Entries from a dataset
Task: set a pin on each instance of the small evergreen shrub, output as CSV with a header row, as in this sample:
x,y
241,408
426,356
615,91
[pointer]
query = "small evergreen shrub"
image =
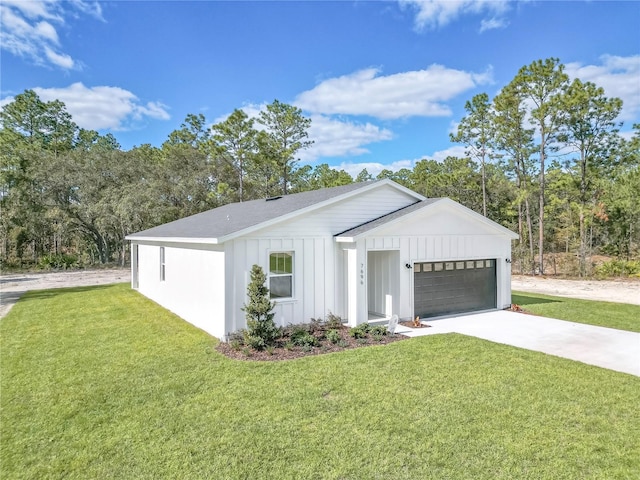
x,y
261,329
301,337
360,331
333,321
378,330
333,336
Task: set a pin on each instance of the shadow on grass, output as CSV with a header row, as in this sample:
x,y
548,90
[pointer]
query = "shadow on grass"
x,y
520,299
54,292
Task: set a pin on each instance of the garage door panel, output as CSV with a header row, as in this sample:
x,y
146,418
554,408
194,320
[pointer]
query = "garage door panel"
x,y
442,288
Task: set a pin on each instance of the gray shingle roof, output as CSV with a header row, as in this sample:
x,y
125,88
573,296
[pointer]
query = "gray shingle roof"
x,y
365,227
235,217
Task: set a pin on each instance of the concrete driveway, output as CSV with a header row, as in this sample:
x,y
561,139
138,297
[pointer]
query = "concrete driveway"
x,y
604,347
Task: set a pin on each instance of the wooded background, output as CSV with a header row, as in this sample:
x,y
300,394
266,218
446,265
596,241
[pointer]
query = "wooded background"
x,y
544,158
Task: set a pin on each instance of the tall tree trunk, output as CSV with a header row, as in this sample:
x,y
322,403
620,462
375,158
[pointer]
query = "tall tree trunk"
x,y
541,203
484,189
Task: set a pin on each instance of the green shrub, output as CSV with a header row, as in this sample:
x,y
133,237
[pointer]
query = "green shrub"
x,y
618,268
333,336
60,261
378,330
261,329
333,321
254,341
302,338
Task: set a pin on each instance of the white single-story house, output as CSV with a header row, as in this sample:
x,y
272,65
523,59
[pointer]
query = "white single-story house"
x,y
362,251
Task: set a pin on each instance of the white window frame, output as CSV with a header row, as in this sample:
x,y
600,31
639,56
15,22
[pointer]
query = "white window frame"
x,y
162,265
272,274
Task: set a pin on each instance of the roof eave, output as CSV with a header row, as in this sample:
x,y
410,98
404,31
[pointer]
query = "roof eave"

Goal of the exercise
Give back the lines above exactly, from the one with "Task: set a pin on each instance of the shadow" through the last line.

Problem solution
Task: set a pin on each instance of the shadow on grass, output as CSV with a header row, as in this sample:
x,y
548,90
[pointer]
query = "shadow on grass"
x,y
520,299
54,292
Task: set a pin on each instance of the garage door panel, output as CSV with a header row, as in this sample:
x,y
146,418
554,408
194,320
[pointer]
query = "garage door panel"
x,y
442,288
Task: set a pin on each instance of the gray shingle roof, output as CSV with a header row, as in this sample:
x,y
125,88
573,296
[pointer]
query = "gray shingle roof"
x,y
365,227
235,217
Task: set a pin on each instance of the concrete driveway, output as CSV with a header row, as in this sample:
x,y
561,139
138,297
[pointer]
query = "concrete driveway"
x,y
604,347
Task: set a pin on each instance of the wooded background, output as CSV with a header row, as in this sample:
x,y
300,394
266,218
446,265
596,241
[pointer]
query = "wooded background"
x,y
544,158
Task: set a pin on each instance of the tall tree trunk, output as CSV with a header row, as in this sample:
x,y
322,403
620,462
375,158
[pointer]
query = "tall tree trunk"
x,y
541,203
484,189
Task: set a pin on each instance of the green shrub, output as CSV with a header row, as in this sample:
x,y
133,237
[pointer]
query = "green shrub"
x,y
618,268
333,336
60,261
378,330
261,329
333,321
254,341
302,338
Task: set a pin on each instance of the white single-story house, output as CSV with a header row, as in this sample:
x,y
272,65
523,59
[pointer]
query = "white single-story house"
x,y
362,251
Task: set a pin on each instance of the white window frame, output as CSV with a header row, as in this sample:
x,y
600,31
639,56
15,22
[pointer]
query = "white window frame"
x,y
162,265
272,274
Task: set a pin on each instance of the roof eave, output as CSV with a header row, as in this sample:
x,y
410,98
404,31
[pointer]
query = "roof eave"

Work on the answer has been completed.